Reading passage:
◆ ◆ ◆ ◆ ◆
Article Summary:

From the desks of the Hotel News Now editorial staff:

  • Macro issues dominate ALIS discussion
  • UK officials go back to the drawing board with Brexit
  • A look at where rooms are opening in the US in 2019
  • Chinese investors continue US real estate sell-down
  • A look at London’s best GMs

Primary Category: 5 Things to Know

Secondary Categories: News

Macro issues dominate ALIS discussion: Hoteliers took a pragmatic tone during the first day of the Americas Lodging Investment Summit in Los Angeles, even as big issues such as international trade disputes and increasing labor costs threaten to weigh on their businesses.

Editorial Director Jeff Higley noted that some attendees felt like the industry is going through the inverse of what it saw during the depths of the recession a decade ago.

“As much as we were bouncing around the bottom in (2009) and (2010), we’re bouncing around the top right now,” said Brad Rahinsky, president and CEO of Hotel Equities, during the Lodging Industry Investment Council meeting at the Luxe City Center Hotel.


U.K. officials go back to the drawing board with Brexit: U.K. Prime Minister Theresa May is expected to go back to the bargaining table with European Union leaders to smooth over some of the rough spots that have prevented a Brexit deal from passing through parliament, the BBC reports.

The most notable sticking point seems to be the backstop plan for the border between Ireland and Northern Ireland, which some U.K. politicians believe “could leave the U.K. tied to the EU’s rules indefinitely.”
◆ ◆ ◆ ◆ ◆
Point annotation records:

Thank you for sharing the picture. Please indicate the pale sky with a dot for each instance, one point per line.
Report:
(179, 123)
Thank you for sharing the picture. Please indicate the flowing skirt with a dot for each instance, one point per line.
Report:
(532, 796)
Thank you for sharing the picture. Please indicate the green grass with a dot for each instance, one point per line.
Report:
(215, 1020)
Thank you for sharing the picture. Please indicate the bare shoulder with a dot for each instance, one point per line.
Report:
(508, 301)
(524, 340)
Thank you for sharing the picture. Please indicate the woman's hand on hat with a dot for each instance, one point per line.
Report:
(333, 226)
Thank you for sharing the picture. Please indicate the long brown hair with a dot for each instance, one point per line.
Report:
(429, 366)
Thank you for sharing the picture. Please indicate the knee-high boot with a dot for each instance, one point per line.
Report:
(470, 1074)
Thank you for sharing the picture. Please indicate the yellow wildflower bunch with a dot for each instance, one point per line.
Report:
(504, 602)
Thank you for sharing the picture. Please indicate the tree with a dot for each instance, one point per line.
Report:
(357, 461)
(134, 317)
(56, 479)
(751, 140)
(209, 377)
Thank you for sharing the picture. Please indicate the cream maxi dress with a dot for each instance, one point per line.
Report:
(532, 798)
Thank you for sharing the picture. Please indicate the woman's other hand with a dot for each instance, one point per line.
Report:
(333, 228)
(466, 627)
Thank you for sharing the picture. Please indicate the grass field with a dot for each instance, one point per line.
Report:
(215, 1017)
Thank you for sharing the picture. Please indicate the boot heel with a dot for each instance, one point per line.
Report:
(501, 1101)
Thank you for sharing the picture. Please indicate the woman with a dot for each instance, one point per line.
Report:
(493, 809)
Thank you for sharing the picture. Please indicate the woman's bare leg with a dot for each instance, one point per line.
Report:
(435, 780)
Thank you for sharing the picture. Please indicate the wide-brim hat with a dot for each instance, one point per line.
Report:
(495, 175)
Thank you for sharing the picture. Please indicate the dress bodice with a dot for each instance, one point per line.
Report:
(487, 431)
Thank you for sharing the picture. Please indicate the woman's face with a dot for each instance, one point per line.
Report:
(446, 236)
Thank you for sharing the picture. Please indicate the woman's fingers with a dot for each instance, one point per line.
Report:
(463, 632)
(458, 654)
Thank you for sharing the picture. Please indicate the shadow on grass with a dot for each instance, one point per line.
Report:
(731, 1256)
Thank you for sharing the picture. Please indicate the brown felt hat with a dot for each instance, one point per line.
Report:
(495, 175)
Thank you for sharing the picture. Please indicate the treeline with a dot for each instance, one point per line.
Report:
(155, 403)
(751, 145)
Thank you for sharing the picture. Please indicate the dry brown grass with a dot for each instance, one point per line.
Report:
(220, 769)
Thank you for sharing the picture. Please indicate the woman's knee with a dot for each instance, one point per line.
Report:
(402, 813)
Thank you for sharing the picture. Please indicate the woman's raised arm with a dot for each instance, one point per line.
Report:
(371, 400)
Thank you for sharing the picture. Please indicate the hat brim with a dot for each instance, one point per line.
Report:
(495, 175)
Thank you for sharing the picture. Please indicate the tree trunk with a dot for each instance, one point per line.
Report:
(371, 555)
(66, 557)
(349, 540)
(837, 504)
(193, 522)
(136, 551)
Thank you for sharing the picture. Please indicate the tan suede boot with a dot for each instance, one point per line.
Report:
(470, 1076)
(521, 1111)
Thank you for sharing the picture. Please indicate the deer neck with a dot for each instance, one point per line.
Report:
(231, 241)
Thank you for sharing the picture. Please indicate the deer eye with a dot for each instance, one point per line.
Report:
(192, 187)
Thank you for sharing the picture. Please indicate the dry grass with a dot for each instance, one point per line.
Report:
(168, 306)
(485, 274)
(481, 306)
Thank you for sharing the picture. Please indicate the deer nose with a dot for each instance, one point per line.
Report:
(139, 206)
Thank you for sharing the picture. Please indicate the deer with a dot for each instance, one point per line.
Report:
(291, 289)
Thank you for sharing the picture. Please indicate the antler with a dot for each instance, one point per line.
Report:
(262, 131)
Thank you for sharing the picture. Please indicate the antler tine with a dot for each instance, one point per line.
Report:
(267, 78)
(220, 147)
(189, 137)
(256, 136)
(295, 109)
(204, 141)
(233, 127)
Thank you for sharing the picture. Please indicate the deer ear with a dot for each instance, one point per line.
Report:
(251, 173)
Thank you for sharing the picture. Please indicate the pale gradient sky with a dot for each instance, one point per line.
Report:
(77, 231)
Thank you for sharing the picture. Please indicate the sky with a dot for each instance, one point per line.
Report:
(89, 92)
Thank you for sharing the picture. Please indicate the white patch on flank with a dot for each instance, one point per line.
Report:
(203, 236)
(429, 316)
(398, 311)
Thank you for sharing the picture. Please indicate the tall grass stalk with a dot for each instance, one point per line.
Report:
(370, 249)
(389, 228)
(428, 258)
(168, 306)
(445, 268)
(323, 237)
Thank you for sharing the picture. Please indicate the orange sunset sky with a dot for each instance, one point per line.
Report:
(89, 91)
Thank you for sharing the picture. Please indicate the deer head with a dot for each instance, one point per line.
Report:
◆ ◆ ◆ ◆ ◆
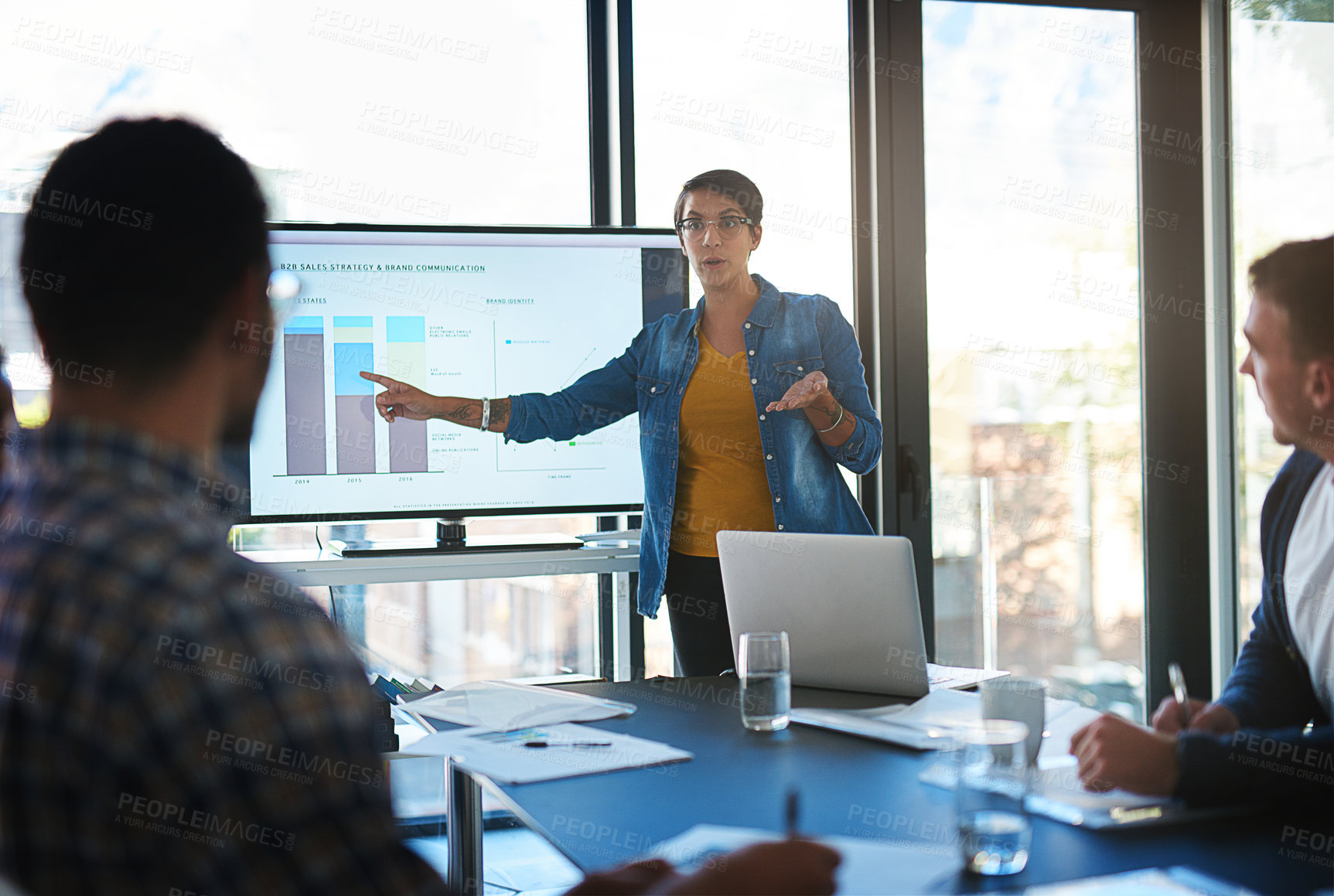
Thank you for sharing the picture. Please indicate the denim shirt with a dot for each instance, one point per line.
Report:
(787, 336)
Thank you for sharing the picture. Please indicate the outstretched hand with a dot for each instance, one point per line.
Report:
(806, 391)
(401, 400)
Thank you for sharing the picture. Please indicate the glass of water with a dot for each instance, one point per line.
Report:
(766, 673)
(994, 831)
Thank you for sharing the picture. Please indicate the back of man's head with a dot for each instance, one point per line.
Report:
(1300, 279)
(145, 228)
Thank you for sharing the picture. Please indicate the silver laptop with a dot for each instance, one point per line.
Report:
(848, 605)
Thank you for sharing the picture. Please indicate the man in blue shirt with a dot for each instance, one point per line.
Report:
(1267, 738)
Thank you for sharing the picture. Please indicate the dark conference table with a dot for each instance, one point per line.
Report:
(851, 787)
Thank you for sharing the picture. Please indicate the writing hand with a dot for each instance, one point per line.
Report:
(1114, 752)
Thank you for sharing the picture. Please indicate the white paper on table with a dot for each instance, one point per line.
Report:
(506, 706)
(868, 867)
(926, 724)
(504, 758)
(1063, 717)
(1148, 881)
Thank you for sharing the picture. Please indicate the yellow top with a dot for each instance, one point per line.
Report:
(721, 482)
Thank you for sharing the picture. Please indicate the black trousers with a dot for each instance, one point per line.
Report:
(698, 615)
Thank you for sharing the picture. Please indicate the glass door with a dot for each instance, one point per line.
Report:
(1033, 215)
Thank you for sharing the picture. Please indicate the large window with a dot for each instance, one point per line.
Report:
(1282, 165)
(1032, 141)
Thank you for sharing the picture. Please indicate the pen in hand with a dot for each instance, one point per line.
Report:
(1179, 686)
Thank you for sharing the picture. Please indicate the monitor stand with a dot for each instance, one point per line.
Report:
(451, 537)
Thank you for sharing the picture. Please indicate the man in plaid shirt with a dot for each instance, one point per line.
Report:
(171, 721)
◆ ◆ ◆ ◆ ◆
Task set:
- a) In the hotel news summary, in which city was the Americas Lodging Investment Summit held?
- b) Please reproduce, word for word, the part of the hotel news summary that opens with the words containing "Editorial Director Jeff" and closes with "the BBC reports.".

Worked answers:
- a) Los Angeles

- b)
Editorial Director Jeff Higley noted that some attendees felt like the industry is going through the inverse of what it saw during the depths of the recession a decade ago.

“As much as we were bouncing around the bottom in (2009) and (2010), we’re bouncing around the top right now,” said Brad Rahinsky, president and CEO of Hotel Equities, during the Lodging Industry Investment Council meeting at the Luxe City Center Hotel.


U.K. officials go back to the drawing board with Brexit: U.K. Prime Minister Theresa May is expected to go back to the bargaining table with European Union leaders to smooth over some of the rough spots that have prevented a Brexit deal from passing through parliament, the BBC reports.